◆ PROBLEM 1
Answer these questions using the excerpt on the Bank of America settlements.
(a) How large was the fine the bank paid in 2010 to resolve the Securities and Exchange Commission lawsuit?
(b) Public pension funds from which two states were represented in the $2.4 billion settlement?
(c) What percentage of the proposed settlement amount would the requested legal fees make up?
◆ PROBLEM 2
Reproduce the part of the excerpt on the Bank of America settlements from "In addition to" up to and including "by Judge Castel.".

◆ EXCERPT PROVIDED
-- Opening Marker --

In addition to these objections, the lawyers in the Delaware case noted that the $20 million is far lower than the $150 million fine paid by the bank in 2010 to resolve a lawsuit brought by the Securities and Exchange Commission over the Merrill acquisition.


Amid these arguments, Bank of America settled another class-action case in September involving the same allegations about the Merrill purchase. Under that deal, the bank agreed to pay $2.4 billion, dwarfing the amount the Louisiana and Florida plaintiffs had settled for in April. The $2.4 billion settlement was brought by lawyers representing public pension funds in Ohio and Texas. That case was also heard by Judge Castel.


Another possible sticking point in the proposed $20 million settlement is how much of the money will go to the lawyers representing the Louisiana and Florida pension funds. Last October, those lawyers asked the court to approve payments of as much as $13 million in legal fees, or 65 percent of the amount proposed under the settlement.

-- Closing Marker --

◆ DATA UNDER STUDY
-- Opening Marker --

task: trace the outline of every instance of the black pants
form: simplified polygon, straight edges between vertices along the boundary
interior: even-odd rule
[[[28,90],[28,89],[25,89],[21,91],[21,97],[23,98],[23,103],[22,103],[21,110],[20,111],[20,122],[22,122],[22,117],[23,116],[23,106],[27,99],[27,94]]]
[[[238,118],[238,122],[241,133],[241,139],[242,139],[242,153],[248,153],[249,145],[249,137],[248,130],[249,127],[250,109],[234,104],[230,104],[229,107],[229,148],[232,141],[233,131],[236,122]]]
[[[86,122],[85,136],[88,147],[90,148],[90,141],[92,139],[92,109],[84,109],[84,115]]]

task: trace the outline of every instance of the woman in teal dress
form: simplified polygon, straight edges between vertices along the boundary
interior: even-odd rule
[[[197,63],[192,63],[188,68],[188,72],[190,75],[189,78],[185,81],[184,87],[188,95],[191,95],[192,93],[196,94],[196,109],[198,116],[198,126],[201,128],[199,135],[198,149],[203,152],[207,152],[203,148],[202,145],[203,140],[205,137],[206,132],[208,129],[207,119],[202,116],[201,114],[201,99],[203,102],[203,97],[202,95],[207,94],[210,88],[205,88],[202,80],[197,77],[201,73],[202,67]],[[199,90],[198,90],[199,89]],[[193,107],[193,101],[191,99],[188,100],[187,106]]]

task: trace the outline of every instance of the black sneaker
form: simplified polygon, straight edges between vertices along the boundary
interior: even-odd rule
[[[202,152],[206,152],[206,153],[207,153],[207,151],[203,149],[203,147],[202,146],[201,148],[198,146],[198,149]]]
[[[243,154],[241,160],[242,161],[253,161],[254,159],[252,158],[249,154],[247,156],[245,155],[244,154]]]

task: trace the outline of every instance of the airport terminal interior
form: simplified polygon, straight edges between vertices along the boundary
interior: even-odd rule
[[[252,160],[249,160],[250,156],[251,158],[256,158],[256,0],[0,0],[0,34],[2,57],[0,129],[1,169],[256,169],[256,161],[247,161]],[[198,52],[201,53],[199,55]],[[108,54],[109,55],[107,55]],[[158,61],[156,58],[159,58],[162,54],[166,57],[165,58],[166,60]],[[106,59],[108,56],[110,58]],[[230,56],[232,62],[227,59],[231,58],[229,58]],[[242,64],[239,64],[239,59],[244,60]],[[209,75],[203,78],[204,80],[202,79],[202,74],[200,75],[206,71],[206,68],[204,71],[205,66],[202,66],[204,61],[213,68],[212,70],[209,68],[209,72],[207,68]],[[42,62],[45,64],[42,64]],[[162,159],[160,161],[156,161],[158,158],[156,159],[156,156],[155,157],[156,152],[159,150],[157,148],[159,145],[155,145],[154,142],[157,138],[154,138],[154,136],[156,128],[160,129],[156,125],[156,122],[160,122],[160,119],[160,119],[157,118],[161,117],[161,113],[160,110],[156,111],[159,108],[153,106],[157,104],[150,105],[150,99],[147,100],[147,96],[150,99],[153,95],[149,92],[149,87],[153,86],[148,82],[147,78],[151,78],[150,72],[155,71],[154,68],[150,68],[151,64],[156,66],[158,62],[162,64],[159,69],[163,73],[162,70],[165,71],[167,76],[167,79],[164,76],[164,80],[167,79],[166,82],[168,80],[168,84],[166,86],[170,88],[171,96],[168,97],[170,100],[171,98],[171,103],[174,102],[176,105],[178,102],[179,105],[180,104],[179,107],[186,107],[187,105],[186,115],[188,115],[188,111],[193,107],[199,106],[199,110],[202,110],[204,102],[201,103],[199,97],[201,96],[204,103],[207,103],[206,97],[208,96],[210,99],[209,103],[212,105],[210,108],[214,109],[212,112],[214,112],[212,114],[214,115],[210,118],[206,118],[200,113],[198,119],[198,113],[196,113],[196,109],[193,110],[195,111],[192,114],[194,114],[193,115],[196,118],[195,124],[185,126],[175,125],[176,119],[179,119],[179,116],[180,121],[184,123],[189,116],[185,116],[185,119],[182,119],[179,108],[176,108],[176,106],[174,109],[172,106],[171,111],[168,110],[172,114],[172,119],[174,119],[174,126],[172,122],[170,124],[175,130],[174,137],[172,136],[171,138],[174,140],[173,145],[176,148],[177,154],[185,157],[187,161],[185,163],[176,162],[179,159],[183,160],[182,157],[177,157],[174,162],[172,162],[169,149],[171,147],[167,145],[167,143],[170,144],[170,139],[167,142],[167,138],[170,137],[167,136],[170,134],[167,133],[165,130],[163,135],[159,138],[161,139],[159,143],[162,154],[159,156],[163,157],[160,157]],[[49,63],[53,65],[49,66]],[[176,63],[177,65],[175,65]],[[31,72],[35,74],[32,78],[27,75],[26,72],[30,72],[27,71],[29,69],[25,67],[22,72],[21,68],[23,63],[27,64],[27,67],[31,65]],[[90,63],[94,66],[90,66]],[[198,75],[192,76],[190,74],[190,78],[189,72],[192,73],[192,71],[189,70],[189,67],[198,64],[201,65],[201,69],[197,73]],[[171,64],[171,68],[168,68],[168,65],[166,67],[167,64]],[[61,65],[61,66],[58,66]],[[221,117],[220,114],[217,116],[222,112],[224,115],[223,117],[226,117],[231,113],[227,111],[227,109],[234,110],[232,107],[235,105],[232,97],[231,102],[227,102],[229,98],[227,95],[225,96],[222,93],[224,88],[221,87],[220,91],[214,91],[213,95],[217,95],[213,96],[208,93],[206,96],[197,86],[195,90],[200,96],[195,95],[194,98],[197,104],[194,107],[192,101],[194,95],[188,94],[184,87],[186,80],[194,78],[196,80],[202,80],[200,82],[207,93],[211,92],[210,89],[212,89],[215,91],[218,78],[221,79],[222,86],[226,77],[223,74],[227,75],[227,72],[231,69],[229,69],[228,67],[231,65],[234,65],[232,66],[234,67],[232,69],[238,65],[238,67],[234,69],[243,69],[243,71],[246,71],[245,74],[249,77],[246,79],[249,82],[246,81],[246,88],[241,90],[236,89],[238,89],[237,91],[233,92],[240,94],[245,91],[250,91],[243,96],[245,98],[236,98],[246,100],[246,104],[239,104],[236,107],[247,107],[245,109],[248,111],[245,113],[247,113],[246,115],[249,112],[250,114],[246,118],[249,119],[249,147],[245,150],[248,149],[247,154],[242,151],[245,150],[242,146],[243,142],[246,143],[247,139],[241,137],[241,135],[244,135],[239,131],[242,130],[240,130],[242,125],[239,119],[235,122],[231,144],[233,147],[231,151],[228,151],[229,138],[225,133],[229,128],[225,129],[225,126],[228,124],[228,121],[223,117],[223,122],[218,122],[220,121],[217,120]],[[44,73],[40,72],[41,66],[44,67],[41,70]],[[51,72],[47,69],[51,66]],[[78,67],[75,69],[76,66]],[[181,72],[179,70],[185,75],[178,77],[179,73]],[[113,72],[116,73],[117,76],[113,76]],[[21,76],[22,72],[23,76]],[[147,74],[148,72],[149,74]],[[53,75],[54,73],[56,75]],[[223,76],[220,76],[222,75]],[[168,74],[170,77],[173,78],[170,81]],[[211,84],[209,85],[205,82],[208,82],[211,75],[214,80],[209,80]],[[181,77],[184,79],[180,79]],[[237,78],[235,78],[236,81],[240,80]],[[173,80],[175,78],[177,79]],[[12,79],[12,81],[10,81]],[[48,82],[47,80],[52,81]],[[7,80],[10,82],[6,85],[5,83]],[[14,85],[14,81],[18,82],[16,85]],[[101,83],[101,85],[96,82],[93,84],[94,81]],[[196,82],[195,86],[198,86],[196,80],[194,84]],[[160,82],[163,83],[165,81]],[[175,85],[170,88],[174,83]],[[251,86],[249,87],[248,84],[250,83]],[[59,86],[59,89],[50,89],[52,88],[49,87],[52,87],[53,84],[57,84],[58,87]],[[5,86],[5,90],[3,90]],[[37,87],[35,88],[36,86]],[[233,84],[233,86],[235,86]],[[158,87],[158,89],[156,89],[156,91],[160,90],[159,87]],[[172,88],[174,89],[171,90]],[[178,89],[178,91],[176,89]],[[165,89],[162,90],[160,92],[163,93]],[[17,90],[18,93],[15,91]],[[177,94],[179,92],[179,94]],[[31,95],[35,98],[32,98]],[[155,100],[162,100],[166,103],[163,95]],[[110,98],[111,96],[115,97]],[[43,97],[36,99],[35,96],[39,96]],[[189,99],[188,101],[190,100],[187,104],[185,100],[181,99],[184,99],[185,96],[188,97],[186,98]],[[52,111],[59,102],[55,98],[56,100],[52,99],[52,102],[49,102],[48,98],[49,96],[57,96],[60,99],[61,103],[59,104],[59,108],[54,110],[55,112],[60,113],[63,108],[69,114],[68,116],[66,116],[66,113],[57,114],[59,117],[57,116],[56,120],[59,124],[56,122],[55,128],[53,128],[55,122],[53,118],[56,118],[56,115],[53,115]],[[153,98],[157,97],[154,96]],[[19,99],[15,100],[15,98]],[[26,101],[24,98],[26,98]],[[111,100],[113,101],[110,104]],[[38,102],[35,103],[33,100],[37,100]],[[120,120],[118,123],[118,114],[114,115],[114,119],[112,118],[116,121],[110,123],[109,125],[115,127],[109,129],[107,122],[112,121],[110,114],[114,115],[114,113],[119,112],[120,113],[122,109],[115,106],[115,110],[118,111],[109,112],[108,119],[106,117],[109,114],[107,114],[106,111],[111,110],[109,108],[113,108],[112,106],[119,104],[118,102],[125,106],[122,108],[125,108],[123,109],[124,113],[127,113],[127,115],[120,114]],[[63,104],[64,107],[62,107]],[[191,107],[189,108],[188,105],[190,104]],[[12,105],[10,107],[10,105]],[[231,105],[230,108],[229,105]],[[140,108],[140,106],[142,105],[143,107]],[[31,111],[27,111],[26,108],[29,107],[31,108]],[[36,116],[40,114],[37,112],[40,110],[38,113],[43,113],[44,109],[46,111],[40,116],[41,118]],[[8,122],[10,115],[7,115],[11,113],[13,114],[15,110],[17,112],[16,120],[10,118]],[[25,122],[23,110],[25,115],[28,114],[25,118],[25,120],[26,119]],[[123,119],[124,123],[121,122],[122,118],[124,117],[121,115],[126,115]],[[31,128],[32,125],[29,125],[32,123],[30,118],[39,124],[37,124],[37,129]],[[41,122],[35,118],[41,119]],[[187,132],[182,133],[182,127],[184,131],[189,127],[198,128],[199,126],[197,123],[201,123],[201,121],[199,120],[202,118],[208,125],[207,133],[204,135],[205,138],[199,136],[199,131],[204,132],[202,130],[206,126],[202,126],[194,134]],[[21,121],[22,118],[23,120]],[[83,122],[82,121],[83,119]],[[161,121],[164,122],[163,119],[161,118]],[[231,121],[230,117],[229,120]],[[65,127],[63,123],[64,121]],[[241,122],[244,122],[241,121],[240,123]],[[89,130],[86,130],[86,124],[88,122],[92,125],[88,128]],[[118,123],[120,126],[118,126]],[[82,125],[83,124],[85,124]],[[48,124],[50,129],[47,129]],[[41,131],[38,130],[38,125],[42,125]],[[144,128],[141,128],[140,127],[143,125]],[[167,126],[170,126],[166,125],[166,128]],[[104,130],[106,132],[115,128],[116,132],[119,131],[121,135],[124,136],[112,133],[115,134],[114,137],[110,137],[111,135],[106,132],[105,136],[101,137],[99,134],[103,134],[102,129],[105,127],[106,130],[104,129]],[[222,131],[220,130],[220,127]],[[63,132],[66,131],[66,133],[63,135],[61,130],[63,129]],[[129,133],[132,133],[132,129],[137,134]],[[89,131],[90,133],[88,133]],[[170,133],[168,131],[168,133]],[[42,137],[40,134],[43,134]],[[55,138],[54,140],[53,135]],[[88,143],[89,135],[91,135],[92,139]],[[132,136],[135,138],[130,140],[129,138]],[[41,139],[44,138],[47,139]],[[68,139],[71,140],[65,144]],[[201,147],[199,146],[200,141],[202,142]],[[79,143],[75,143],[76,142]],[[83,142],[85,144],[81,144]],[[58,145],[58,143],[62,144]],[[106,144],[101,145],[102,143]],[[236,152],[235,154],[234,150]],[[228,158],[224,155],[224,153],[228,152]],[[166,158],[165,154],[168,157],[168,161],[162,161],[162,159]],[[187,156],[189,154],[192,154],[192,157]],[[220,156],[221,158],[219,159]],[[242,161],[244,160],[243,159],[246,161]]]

-- Closing Marker --

◆ RESPONSE AREA 1
(a) $150 million
(b) Ohio and Texas
(c) 65 percent

◆ RESPONSE AREA 2
In addition to these objections, the lawyers in the Delaware case noted that the $20 million is far lower than the $150 million fine paid by the bank in 2010 to resolve a lawsuit brought by the Securities and Exchange Commission over the Merrill acquisition.


Amid these arguments, Bank of America settled another class-action case in September involving the same allegations about the Merrill purchase. Under that deal, the bank agreed to pay $2.4 billion, dwarfing the amount the Louisiana and Florida plaintiffs had settled for in April. The $2.4 billion settlement was brought by lawyers representing public pension funds in Ohio and Texas. That case was also heard by Judge Castel.